Where are you now and what can you see?

I'm standing in the rain outside the bus station behind a friend's apartment in Donnybrook, Dublin. I can see its undulating roof.

What are you currently reading?

I'm reading a novel about the financial markets so I'm looking again at a favourite, Joseph de la Vega's Confusion de Confusiones, with Charles Mackay's Extraordinary Popular Delusions and the Madness of Crowds.

Describe the room where you usually write

Wherever is the warmest: the one thing I can't do is write where it's cold.

What distracts you from writing?

My son, football matches, the dog...

Name a favourite author and say why you like her/him

John Updike, especially the Rabbit novels. It's his celebration of the everyday – the grace and humour with which he tells the story of an ordinary man.

Which fictional character most resembles you?

□ □ □ □

Activity:
Pick up the writer interview from its last line and keep it going.

(Collected data entries)
□ □ □ □

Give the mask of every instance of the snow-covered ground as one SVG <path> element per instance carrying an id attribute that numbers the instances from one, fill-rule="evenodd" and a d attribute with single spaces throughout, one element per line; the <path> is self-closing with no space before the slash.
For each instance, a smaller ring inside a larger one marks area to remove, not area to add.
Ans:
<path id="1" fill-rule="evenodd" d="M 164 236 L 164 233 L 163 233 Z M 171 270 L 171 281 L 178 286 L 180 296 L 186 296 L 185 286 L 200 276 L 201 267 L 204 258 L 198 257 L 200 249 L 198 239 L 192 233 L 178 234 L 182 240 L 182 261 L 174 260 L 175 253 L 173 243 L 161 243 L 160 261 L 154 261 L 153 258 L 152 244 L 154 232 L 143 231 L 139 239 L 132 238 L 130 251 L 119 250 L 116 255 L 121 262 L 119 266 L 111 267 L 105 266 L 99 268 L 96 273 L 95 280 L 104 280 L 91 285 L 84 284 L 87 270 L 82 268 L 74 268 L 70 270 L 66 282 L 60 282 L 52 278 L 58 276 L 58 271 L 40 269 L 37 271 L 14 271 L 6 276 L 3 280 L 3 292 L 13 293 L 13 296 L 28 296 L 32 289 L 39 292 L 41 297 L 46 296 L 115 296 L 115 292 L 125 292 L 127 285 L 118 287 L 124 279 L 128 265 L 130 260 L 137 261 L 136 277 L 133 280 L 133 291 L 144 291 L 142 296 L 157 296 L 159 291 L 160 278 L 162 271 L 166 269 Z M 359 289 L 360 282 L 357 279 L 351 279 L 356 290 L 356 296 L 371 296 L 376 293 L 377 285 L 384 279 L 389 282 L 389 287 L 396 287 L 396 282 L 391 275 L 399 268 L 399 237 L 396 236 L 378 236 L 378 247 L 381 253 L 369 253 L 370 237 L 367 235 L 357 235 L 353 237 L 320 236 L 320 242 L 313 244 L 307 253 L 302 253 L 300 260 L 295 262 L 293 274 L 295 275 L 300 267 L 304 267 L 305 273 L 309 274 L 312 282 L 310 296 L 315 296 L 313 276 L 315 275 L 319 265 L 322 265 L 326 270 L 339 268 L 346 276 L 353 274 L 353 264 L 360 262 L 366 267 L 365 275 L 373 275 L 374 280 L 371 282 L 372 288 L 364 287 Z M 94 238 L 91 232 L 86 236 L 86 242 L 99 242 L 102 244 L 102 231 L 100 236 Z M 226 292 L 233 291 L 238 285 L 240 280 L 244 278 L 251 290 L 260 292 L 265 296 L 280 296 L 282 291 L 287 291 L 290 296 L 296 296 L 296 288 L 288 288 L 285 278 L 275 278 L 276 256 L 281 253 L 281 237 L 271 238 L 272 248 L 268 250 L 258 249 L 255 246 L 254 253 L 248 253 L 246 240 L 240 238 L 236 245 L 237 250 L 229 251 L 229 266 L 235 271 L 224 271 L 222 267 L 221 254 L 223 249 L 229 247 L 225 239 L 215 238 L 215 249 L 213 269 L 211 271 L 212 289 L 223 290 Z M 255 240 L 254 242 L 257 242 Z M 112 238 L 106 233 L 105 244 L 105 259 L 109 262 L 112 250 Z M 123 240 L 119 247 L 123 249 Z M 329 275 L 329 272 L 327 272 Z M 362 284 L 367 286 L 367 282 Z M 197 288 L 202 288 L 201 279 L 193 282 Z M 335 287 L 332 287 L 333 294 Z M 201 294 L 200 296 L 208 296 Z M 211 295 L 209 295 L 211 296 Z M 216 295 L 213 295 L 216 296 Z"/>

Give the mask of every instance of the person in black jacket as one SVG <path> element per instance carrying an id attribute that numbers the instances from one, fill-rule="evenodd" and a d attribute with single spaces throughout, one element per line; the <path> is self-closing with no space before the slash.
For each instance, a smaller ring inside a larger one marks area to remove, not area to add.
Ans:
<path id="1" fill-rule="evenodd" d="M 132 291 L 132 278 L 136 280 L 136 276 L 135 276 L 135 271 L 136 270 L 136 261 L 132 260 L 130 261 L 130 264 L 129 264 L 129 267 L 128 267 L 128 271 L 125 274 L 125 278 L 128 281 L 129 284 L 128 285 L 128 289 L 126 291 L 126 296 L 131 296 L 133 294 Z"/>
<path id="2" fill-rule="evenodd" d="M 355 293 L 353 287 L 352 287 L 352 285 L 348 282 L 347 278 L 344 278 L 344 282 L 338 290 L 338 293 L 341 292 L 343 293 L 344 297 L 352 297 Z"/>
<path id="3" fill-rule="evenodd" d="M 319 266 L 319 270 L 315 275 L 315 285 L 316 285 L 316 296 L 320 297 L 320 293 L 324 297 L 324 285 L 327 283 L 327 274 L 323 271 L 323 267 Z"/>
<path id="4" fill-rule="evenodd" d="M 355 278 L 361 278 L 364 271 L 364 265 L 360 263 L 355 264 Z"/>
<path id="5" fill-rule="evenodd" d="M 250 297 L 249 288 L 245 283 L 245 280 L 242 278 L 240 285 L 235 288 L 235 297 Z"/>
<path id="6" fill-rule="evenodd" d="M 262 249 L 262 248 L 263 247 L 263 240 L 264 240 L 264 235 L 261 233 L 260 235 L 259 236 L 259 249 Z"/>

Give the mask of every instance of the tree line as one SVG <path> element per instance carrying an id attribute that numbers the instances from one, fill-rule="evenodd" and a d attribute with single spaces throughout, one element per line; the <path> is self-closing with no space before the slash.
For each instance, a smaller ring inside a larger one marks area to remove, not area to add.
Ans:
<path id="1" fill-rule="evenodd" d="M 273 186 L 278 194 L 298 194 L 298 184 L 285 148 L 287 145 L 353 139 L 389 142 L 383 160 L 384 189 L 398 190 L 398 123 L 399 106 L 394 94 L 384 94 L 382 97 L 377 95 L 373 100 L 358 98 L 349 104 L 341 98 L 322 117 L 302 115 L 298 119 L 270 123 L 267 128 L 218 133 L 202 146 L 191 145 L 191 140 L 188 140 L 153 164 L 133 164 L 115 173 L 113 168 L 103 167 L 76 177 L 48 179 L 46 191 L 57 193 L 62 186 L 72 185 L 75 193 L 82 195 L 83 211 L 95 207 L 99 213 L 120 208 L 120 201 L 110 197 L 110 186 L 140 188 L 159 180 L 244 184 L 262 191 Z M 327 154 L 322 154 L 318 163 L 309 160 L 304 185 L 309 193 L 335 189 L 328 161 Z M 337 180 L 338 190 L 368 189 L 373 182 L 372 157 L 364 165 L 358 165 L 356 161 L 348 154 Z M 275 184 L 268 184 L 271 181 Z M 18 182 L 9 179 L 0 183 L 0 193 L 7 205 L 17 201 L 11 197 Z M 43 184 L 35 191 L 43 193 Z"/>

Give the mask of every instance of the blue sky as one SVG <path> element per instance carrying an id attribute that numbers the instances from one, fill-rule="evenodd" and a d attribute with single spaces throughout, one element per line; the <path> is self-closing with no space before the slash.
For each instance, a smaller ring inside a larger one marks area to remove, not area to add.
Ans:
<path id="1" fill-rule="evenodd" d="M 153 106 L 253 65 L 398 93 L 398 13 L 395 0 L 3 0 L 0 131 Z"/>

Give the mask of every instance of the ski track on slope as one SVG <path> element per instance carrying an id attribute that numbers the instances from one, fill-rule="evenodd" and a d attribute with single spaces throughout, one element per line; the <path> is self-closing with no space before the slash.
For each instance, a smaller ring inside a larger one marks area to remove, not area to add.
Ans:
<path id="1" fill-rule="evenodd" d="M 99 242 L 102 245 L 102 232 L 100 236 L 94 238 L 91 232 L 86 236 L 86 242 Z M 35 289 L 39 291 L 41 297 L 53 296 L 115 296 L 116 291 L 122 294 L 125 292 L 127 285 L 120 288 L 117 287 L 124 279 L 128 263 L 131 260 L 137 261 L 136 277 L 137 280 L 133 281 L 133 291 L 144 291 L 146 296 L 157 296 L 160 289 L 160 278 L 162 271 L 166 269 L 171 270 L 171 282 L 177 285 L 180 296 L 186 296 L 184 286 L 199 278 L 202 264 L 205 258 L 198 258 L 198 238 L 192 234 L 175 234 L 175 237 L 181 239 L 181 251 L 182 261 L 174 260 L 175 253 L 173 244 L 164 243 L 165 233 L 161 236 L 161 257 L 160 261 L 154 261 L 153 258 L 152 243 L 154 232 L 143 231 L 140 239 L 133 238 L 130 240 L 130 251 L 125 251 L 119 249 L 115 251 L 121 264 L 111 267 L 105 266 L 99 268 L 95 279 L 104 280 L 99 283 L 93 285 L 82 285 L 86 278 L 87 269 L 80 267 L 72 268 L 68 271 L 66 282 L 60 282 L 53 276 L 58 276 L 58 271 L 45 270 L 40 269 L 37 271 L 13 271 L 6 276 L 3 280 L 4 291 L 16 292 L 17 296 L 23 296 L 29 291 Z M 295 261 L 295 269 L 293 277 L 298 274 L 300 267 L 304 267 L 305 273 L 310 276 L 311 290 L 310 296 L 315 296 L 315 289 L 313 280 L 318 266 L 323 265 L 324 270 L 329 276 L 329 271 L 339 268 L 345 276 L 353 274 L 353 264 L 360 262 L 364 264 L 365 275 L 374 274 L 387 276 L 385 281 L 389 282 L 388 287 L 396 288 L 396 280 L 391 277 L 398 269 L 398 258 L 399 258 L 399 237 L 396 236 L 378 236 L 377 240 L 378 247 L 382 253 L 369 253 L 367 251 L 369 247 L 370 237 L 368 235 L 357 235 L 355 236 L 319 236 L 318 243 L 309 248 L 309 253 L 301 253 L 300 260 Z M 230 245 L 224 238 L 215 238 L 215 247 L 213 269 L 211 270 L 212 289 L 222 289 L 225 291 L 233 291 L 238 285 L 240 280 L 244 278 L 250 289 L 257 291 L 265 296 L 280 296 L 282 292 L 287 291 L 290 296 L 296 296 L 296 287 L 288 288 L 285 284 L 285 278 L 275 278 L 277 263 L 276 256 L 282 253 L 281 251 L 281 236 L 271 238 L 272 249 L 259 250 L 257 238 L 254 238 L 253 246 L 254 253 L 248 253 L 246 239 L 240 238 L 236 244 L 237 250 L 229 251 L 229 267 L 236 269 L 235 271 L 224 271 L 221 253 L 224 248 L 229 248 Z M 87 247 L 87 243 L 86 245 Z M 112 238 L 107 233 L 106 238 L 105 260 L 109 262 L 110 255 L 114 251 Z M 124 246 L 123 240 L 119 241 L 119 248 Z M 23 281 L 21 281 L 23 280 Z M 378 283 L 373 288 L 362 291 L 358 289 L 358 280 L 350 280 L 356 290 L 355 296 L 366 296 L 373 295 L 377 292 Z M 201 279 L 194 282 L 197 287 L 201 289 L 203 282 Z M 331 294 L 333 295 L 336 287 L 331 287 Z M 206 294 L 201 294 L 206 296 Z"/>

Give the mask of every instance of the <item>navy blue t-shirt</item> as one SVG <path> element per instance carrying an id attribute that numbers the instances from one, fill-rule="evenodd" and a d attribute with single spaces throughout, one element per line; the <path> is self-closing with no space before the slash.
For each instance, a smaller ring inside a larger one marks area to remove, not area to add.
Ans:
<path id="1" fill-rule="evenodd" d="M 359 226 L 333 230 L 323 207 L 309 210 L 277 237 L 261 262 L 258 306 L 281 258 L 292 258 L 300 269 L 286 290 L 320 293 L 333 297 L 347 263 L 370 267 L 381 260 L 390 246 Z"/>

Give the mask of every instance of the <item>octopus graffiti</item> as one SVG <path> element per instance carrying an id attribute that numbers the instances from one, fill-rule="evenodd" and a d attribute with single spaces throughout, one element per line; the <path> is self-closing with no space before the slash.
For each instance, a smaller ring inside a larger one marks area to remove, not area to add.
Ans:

□ □ □ □

Response to the task:
When I'm talking back at a TV programme, Ignatius Reilly in John Kennedy Toole's A Confederacy of Dunces, shouting "They should all be lashed!" Or else Richard Fords Frank Bascombe (from The Sportswriter), trying to figure out the world while walking the dog.

What are your readers like when you meet them?

There's no general type. In Amsterdam recently, a psychiatrist said that my portrayal of an anorexic patient had moved him to tears.

Who is your Hero or heroine from outside literature?

I've got a soft spot for Captain Scott [of the Antarctic]. Maybe it's an Irish thing – I've always been fascinated by heroic death.

Aifric Campbell's novel 'The Loss Adjustor' is published by Serpent's Tail.